#### Exercise aim:
After finding the line containing "Task: set one pin on each instance of the woman's left" below, please output that line and each following one through the line containing "Task: set one pin on each instance of the woman's right", exactly as written.

[Given records Boundary: Start]

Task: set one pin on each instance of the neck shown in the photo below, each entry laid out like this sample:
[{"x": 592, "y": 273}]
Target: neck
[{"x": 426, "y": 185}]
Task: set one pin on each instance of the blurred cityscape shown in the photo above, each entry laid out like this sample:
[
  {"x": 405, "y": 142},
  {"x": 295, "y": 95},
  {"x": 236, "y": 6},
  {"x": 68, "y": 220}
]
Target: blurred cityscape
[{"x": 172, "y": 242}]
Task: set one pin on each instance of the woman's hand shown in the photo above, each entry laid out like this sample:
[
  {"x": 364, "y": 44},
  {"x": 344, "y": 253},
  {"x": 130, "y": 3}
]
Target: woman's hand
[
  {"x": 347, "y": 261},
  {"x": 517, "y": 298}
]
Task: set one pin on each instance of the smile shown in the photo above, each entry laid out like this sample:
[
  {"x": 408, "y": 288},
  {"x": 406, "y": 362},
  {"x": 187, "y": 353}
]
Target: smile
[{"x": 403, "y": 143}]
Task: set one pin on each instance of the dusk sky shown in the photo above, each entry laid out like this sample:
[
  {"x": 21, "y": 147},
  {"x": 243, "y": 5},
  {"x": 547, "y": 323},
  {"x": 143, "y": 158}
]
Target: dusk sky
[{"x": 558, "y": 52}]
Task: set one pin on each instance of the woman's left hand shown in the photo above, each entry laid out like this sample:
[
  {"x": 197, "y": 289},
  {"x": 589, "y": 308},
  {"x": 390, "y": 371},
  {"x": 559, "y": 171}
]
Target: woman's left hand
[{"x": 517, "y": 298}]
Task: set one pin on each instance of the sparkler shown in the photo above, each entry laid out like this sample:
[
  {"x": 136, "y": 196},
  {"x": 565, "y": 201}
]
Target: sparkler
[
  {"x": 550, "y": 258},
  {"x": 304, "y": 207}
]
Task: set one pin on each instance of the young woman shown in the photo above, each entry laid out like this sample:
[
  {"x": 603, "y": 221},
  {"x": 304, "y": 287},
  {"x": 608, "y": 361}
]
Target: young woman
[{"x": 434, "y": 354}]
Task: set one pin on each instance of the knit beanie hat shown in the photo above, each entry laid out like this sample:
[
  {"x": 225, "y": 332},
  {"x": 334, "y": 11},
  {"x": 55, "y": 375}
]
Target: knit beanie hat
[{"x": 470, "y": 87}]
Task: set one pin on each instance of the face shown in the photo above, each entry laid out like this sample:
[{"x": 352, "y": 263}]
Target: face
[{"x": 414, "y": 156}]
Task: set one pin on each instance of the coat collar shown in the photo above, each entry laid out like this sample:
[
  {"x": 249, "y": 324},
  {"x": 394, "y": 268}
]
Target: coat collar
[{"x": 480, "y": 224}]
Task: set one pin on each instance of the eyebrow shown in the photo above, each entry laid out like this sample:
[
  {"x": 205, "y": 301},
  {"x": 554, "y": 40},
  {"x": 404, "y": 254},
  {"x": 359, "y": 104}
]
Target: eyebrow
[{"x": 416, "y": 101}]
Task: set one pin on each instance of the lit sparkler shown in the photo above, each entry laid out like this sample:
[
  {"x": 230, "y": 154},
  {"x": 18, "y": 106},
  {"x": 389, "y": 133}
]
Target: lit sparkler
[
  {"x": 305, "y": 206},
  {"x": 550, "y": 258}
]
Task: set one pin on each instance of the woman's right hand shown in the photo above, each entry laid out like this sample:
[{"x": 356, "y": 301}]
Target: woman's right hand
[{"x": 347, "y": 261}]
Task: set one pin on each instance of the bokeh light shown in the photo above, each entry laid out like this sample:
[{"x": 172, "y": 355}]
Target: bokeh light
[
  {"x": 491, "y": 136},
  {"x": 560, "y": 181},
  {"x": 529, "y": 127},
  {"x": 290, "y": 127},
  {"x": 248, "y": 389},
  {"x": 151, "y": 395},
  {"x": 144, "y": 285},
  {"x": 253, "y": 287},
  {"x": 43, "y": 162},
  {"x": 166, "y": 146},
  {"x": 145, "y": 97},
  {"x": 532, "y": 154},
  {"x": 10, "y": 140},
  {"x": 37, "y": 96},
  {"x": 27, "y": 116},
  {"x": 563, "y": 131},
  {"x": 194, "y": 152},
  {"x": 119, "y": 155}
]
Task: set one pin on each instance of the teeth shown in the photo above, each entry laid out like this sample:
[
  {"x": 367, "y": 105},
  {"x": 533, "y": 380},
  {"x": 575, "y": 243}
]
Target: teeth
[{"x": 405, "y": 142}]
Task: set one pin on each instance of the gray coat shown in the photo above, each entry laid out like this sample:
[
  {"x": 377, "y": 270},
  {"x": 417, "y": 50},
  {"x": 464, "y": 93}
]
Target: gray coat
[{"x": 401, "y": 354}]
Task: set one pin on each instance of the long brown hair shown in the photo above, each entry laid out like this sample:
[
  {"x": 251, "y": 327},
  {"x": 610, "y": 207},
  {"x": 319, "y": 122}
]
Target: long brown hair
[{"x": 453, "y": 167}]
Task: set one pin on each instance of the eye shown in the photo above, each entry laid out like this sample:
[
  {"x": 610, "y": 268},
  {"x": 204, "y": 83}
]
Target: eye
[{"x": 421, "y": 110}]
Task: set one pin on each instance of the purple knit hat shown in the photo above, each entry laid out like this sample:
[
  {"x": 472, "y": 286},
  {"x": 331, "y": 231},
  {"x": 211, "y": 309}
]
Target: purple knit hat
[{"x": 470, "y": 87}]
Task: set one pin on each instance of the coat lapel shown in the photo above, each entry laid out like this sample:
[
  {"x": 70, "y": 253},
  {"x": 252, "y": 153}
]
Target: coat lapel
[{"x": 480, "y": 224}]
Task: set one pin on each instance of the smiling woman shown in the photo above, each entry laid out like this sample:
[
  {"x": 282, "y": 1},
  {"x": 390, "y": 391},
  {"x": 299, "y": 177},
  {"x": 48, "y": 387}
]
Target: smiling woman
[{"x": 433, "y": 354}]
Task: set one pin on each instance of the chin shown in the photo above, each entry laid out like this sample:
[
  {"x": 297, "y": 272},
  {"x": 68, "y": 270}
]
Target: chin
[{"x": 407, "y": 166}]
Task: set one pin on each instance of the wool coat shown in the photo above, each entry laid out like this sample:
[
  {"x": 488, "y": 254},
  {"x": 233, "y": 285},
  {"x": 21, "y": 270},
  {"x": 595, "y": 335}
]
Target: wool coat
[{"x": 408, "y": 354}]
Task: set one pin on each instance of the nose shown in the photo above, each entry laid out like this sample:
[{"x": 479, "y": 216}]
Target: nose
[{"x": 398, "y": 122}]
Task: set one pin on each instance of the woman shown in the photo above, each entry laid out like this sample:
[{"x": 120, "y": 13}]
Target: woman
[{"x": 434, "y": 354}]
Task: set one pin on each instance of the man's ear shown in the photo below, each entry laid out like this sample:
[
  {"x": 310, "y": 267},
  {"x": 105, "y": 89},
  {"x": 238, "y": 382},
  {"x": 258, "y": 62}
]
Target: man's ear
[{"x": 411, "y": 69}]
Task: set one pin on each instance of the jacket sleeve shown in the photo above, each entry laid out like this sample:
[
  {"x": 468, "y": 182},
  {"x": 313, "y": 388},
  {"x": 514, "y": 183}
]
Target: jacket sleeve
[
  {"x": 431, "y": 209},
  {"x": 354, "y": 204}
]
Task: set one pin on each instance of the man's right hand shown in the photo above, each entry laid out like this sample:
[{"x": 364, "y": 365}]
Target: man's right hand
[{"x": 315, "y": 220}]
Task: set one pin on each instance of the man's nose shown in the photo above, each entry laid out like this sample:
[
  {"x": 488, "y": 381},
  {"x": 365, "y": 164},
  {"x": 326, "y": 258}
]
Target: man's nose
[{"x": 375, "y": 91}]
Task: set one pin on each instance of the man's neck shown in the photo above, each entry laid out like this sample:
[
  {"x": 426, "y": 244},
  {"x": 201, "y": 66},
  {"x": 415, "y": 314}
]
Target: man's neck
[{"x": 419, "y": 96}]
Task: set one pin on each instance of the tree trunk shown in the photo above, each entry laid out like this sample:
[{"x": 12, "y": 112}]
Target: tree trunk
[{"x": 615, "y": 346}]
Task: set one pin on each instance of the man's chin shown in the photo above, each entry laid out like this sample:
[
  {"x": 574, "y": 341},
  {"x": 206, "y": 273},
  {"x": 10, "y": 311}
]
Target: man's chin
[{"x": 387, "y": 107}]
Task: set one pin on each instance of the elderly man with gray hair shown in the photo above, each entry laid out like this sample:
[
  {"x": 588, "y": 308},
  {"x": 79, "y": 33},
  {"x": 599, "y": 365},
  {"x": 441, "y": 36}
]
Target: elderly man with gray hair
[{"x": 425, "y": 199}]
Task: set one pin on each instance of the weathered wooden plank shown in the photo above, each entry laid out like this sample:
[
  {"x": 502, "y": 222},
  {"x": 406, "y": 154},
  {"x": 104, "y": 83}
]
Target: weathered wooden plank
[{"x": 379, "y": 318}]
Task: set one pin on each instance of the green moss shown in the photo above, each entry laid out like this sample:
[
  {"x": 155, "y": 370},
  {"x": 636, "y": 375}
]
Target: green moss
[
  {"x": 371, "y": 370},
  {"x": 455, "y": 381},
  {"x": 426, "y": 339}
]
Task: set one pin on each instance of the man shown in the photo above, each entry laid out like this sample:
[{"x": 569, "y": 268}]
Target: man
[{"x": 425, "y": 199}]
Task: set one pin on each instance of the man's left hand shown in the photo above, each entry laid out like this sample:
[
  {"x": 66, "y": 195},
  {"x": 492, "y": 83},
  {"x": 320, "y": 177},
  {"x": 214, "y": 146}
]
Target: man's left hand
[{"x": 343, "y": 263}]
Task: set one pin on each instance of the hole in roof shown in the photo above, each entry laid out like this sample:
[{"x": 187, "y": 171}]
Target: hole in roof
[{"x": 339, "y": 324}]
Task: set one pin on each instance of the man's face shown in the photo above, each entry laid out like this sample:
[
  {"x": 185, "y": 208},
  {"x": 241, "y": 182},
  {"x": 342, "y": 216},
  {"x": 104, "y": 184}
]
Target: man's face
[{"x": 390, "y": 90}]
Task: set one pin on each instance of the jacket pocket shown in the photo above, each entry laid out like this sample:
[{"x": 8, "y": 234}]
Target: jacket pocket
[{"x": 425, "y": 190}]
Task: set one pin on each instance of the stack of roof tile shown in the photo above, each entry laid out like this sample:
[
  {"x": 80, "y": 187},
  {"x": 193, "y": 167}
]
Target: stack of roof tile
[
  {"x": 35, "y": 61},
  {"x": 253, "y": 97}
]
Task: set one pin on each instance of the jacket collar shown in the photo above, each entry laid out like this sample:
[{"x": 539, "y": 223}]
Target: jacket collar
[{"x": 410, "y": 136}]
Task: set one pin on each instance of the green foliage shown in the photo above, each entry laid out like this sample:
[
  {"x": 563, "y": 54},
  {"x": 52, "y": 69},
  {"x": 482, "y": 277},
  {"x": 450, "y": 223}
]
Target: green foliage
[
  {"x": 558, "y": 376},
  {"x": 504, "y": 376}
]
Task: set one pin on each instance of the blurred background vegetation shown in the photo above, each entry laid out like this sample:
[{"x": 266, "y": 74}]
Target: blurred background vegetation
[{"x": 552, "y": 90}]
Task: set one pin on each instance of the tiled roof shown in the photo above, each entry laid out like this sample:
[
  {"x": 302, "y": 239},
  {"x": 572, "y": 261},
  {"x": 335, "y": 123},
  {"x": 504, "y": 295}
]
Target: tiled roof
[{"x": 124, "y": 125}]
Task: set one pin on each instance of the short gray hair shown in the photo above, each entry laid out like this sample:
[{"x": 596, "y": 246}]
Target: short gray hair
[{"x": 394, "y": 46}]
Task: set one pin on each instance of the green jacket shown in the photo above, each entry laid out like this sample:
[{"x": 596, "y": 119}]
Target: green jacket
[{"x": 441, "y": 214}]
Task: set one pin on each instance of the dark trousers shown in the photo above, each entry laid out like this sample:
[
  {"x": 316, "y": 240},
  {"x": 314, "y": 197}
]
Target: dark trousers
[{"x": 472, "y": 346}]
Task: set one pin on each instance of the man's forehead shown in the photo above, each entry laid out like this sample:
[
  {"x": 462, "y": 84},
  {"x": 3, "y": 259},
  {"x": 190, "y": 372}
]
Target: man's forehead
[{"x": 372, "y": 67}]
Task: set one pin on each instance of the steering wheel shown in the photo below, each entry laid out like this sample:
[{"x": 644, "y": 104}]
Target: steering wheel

[Given records Boundary: End]

#### Written solution:
Task: set one pin on each instance of the woman's left hand shown in the photo above, each entry laid out like this sample:
[
  {"x": 197, "y": 289},
  {"x": 589, "y": 308},
  {"x": 390, "y": 371},
  {"x": 559, "y": 171}
]
Target: woman's left hand
[{"x": 517, "y": 298}]
Task: set one pin on each instance of the sparkler shown in the photo above, each entry laid out like this sample:
[
  {"x": 136, "y": 196},
  {"x": 565, "y": 201}
]
Target: sparkler
[
  {"x": 550, "y": 258},
  {"x": 304, "y": 207}
]
Task: set one pin on each instance of the young woman shown in the photo above, each entry laid out like this sample:
[
  {"x": 603, "y": 221},
  {"x": 304, "y": 287},
  {"x": 608, "y": 361}
]
Target: young woman
[{"x": 434, "y": 354}]
Task: set one pin on each instance of the knit beanie hat shown in the photo above, each entry laid out like this sample:
[
  {"x": 225, "y": 332},
  {"x": 334, "y": 11},
  {"x": 55, "y": 375}
]
Target: knit beanie hat
[{"x": 470, "y": 87}]
Task: set one pin on each instance of the face shown in the photo above, each entry laid out like this sample:
[{"x": 352, "y": 263}]
Target: face
[{"x": 414, "y": 156}]
Task: set one pin on each instance of the coat collar shown in the photo above, each entry laid out like this sample:
[
  {"x": 249, "y": 324},
  {"x": 394, "y": 268}
]
Target: coat collar
[{"x": 480, "y": 224}]
Task: set one pin on each instance of the eyebrow shown in the photo above, each entry laid out like this sample:
[
  {"x": 205, "y": 301},
  {"x": 554, "y": 40},
  {"x": 404, "y": 254},
  {"x": 359, "y": 104}
]
Target: eyebrow
[{"x": 416, "y": 101}]
Task: set one pin on each instance of the lit sparkler shown in the photo above, each entry laid out like this sample:
[
  {"x": 230, "y": 154},
  {"x": 18, "y": 106},
  {"x": 389, "y": 133}
]
Target: lit sparkler
[
  {"x": 305, "y": 206},
  {"x": 550, "y": 258}
]
Task: set one pin on each instance of the woman's right hand shown in the photo above, each entry laid out like this sample:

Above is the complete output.